» Atividade A: Indique se cada afirmação abaixo está de acordo com o texto sobre o voto estratégico na eleição, respondendo sim ou não e citando literalmente as palavras do texto que decidem a questão. (i) As pesquisas são apresentadas como os únicos instrumentos de voo. (ii) Lula e Bolsonaro criaram um ambiente que favorece discutir a fundo a questão. (iii) O texto defende dar carta branca a um dos candidatos.
» Atividade B: Continue o texto sobre o voto estratégico na eleição, começando logo após a última frase dele.

» Texto fornecido:

--*--

Pages

Um personagem à procura de um argumento

 


****Dante Filho******

O establishment e as elites dominantes nos colocam dentro do dilema de votar estrategicamente para matar a eleição em um único turno no próximo dia 02.

Para que esta decisão seja tomada é preciso utilizar apenas o instrumento informativo que são as pesquisas de opinião. Eles dizem que estamos correndo riscos dentro das margens de erro. As pesquisas mostram que mais uma vírgula, um tiquinho assim, Lula vence e nos livramos do ogro. 

Ou seja: temos as pesquisas como únicos instrumentos de vôo. Você colocaria nas mãos delas a sua decisão? 

Lula e Bolsonaro criaram um ambiente divisivo, que suprime a chance de discutir profundamente a questão. Não me arrisco debater a sério o assunto.

Levar a eleição para o segundo turno significa querer debater mais um pouco para ver se os candidatos se envolvam com leques mais amplos de propostas que, historicamente (quem sabe), nos abrirá perspectivas para o início do repactuamento do contrato social da Constituição de 1988.

Não é hora de dar carta branca a ninguém. A não ser que você acredite na propaganda de que estamos vivendo momentos cruciais entre a democracia e o autoritarismo.

--*--

» Os dados:
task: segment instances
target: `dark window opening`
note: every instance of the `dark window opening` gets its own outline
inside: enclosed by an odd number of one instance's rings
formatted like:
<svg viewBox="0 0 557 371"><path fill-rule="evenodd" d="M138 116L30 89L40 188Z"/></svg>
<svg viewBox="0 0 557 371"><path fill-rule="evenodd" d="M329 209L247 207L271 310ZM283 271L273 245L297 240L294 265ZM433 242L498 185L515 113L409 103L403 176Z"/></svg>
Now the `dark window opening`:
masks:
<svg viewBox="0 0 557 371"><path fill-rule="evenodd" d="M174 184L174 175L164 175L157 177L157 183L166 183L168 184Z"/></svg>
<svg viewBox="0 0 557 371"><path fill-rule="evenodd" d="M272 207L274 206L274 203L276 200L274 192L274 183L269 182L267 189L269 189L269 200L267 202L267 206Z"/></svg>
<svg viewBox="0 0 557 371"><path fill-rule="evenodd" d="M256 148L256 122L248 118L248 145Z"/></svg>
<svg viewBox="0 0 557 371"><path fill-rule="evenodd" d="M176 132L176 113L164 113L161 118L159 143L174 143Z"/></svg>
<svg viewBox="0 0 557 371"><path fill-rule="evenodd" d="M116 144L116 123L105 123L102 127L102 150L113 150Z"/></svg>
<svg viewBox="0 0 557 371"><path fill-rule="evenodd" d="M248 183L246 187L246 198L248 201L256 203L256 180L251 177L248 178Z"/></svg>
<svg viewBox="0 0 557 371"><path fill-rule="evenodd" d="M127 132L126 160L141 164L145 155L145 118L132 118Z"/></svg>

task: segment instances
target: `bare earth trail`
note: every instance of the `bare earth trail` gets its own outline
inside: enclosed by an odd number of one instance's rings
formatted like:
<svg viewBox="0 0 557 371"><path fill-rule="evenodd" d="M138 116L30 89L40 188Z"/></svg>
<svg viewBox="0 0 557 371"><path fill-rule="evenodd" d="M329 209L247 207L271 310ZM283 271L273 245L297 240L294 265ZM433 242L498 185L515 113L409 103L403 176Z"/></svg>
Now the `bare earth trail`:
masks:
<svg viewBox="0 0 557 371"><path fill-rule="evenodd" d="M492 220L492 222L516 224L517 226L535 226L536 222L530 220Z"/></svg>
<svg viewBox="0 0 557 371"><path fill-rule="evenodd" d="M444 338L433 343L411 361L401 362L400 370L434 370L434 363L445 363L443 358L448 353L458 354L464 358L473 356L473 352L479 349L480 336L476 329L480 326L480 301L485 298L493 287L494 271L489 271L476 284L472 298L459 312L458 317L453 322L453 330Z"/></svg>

--*--

» Resposta A:
(i) Sim: "temos as pesquisas como únicos instrumentos de vôo".
(ii) Não: "Lula e Bolsonaro criaram um ambiente divisivo, que suprime a chance de discutir profundamente a questão."
(iii) Não: "Não é hora de dar carta branca a ninguém."

» Resposta B:
Não.  Claro que não. O jogo é qual cleptocracia será menos danosa para o País. Lula e Bolsonaro se equivalem. 

Como até o momento nenhuma força repressiva do Estado chutou a minha porta para me prender porque escrevo isso e aquilo, sou instado a acreditar que a democracia permanecerá e durará muito tempo.

Se a vida vai melhorar do ponto de vista social e econômico, a partir do próximo ano, creio que o arcabouço de ambas as políticas já está posto para a próxima década, e não há como os incumbentes provisórios possam dar um cavalo-de-pau sem anuência do congresso e do judiciário. 

O governo Bolsonaro prescinde de sua presença para manter a maquinaria que taí nos próximos dois anos. Se ele sair, a herança maldita ficará nos assombrando. Se ele ficar vamos voltar à velha e cansativa história do PT e do anti-PT. Tudo está precificado.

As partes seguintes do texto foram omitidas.